List each line of the data that holds the word "concrete".

.....

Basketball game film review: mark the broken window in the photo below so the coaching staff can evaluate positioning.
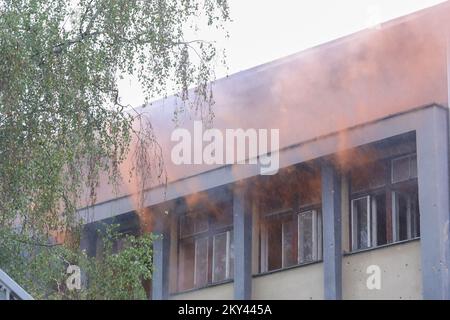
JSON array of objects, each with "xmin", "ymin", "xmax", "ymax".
[
  {"xmin": 350, "ymin": 153, "xmax": 419, "ymax": 252},
  {"xmin": 177, "ymin": 206, "xmax": 233, "ymax": 292}
]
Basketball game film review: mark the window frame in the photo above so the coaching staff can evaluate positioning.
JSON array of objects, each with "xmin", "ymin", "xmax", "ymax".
[
  {"xmin": 176, "ymin": 207, "xmax": 233, "ymax": 292},
  {"xmin": 298, "ymin": 209, "xmax": 322, "ymax": 264},
  {"xmin": 350, "ymin": 195, "xmax": 372, "ymax": 251},
  {"xmin": 260, "ymin": 204, "xmax": 323, "ymax": 273},
  {"xmin": 211, "ymin": 230, "xmax": 233, "ymax": 283}
]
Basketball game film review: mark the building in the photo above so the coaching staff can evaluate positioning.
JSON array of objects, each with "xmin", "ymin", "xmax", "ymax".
[{"xmin": 79, "ymin": 2, "xmax": 450, "ymax": 300}]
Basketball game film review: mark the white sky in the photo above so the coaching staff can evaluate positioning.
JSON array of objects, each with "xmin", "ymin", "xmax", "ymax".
[{"xmin": 118, "ymin": 0, "xmax": 447, "ymax": 107}]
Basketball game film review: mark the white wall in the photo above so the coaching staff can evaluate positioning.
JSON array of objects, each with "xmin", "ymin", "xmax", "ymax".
[
  {"xmin": 342, "ymin": 240, "xmax": 422, "ymax": 299},
  {"xmin": 169, "ymin": 282, "xmax": 234, "ymax": 300},
  {"xmin": 252, "ymin": 263, "xmax": 324, "ymax": 300}
]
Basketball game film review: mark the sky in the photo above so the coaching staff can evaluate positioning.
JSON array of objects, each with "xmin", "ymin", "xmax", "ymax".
[{"xmin": 118, "ymin": 0, "xmax": 447, "ymax": 107}]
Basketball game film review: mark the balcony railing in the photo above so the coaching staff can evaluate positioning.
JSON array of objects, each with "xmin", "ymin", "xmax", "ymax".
[{"xmin": 0, "ymin": 269, "xmax": 33, "ymax": 300}]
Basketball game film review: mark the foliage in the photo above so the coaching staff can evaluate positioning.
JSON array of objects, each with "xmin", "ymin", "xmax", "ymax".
[
  {"xmin": 0, "ymin": 0, "xmax": 229, "ymax": 299},
  {"xmin": 1, "ymin": 224, "xmax": 155, "ymax": 299}
]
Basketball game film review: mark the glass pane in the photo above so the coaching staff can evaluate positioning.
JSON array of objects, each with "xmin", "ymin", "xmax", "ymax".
[
  {"xmin": 299, "ymin": 211, "xmax": 313, "ymax": 263},
  {"xmin": 352, "ymin": 197, "xmax": 370, "ymax": 250},
  {"xmin": 229, "ymin": 232, "xmax": 234, "ymax": 278},
  {"xmin": 267, "ymin": 220, "xmax": 282, "ymax": 271},
  {"xmin": 394, "ymin": 187, "xmax": 420, "ymax": 241},
  {"xmin": 392, "ymin": 157, "xmax": 410, "ymax": 183},
  {"xmin": 282, "ymin": 218, "xmax": 298, "ymax": 267},
  {"xmin": 178, "ymin": 239, "xmax": 195, "ymax": 291},
  {"xmin": 213, "ymin": 233, "xmax": 228, "ymax": 282},
  {"xmin": 194, "ymin": 237, "xmax": 208, "ymax": 287}
]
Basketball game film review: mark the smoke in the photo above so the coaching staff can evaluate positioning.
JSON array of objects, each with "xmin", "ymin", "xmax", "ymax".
[{"xmin": 85, "ymin": 3, "xmax": 450, "ymax": 243}]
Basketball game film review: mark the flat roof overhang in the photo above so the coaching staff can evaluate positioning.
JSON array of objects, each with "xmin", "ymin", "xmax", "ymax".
[{"xmin": 78, "ymin": 103, "xmax": 448, "ymax": 223}]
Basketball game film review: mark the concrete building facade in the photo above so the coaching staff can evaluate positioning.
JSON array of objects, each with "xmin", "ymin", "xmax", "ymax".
[{"xmin": 79, "ymin": 3, "xmax": 450, "ymax": 300}]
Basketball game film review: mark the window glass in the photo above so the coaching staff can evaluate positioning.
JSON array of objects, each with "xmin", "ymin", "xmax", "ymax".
[
  {"xmin": 393, "ymin": 187, "xmax": 420, "ymax": 241},
  {"xmin": 178, "ymin": 239, "xmax": 195, "ymax": 291},
  {"xmin": 392, "ymin": 156, "xmax": 411, "ymax": 183},
  {"xmin": 267, "ymin": 220, "xmax": 282, "ymax": 271},
  {"xmin": 194, "ymin": 237, "xmax": 208, "ymax": 287},
  {"xmin": 299, "ymin": 211, "xmax": 314, "ymax": 263},
  {"xmin": 212, "ymin": 232, "xmax": 228, "ymax": 282},
  {"xmin": 229, "ymin": 232, "xmax": 234, "ymax": 278},
  {"xmin": 282, "ymin": 218, "xmax": 298, "ymax": 267}
]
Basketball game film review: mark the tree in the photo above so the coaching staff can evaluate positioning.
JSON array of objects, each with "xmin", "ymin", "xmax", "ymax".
[{"xmin": 0, "ymin": 0, "xmax": 229, "ymax": 299}]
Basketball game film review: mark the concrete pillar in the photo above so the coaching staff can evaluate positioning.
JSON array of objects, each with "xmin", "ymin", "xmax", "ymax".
[
  {"xmin": 152, "ymin": 213, "xmax": 170, "ymax": 300},
  {"xmin": 233, "ymin": 181, "xmax": 252, "ymax": 300},
  {"xmin": 321, "ymin": 161, "xmax": 342, "ymax": 300},
  {"xmin": 416, "ymin": 106, "xmax": 450, "ymax": 299}
]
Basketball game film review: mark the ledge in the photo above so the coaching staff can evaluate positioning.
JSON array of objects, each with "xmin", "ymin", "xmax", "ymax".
[
  {"xmin": 343, "ymin": 238, "xmax": 420, "ymax": 257},
  {"xmin": 170, "ymin": 278, "xmax": 233, "ymax": 297},
  {"xmin": 253, "ymin": 260, "xmax": 323, "ymax": 278}
]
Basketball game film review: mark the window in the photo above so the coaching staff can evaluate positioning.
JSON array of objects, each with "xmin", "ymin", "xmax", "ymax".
[
  {"xmin": 259, "ymin": 165, "xmax": 322, "ymax": 273},
  {"xmin": 351, "ymin": 194, "xmax": 387, "ymax": 250},
  {"xmin": 177, "ymin": 208, "xmax": 233, "ymax": 292},
  {"xmin": 392, "ymin": 154, "xmax": 417, "ymax": 183},
  {"xmin": 350, "ymin": 153, "xmax": 419, "ymax": 252},
  {"xmin": 393, "ymin": 186, "xmax": 419, "ymax": 242},
  {"xmin": 262, "ymin": 209, "xmax": 322, "ymax": 272}
]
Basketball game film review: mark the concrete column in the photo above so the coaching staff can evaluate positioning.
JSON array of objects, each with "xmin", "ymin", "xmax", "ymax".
[
  {"xmin": 417, "ymin": 106, "xmax": 450, "ymax": 300},
  {"xmin": 152, "ymin": 213, "xmax": 170, "ymax": 300},
  {"xmin": 233, "ymin": 181, "xmax": 252, "ymax": 300},
  {"xmin": 321, "ymin": 161, "xmax": 342, "ymax": 300}
]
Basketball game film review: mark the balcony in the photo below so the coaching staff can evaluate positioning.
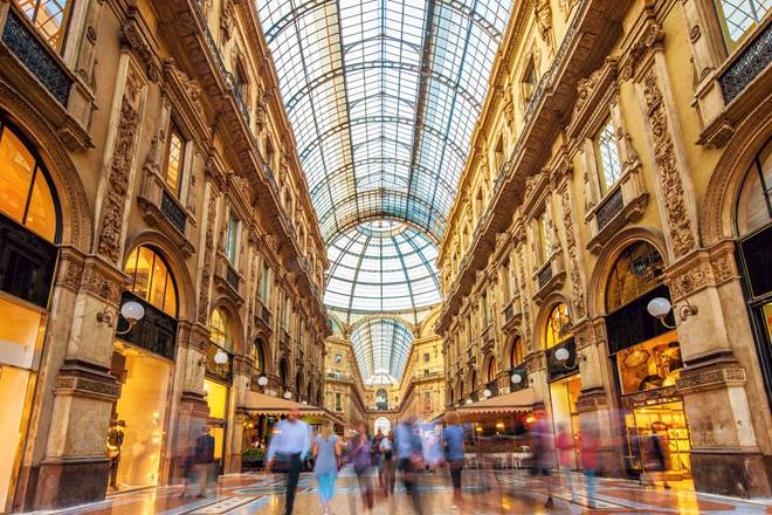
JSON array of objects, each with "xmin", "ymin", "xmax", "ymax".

.....

### RESULT FOR THIS EXERCISE
Basketball game film review: mark the concrete building facade in the photo above so the coaching staff can evaluate positioning.
Basketball game film review: mark the concrete pillar in the photo above so the coaching staff can evaluate positioning.
Basketball game film review: mark the concrete column in the photo above so the coaching staff can evaluate positioning.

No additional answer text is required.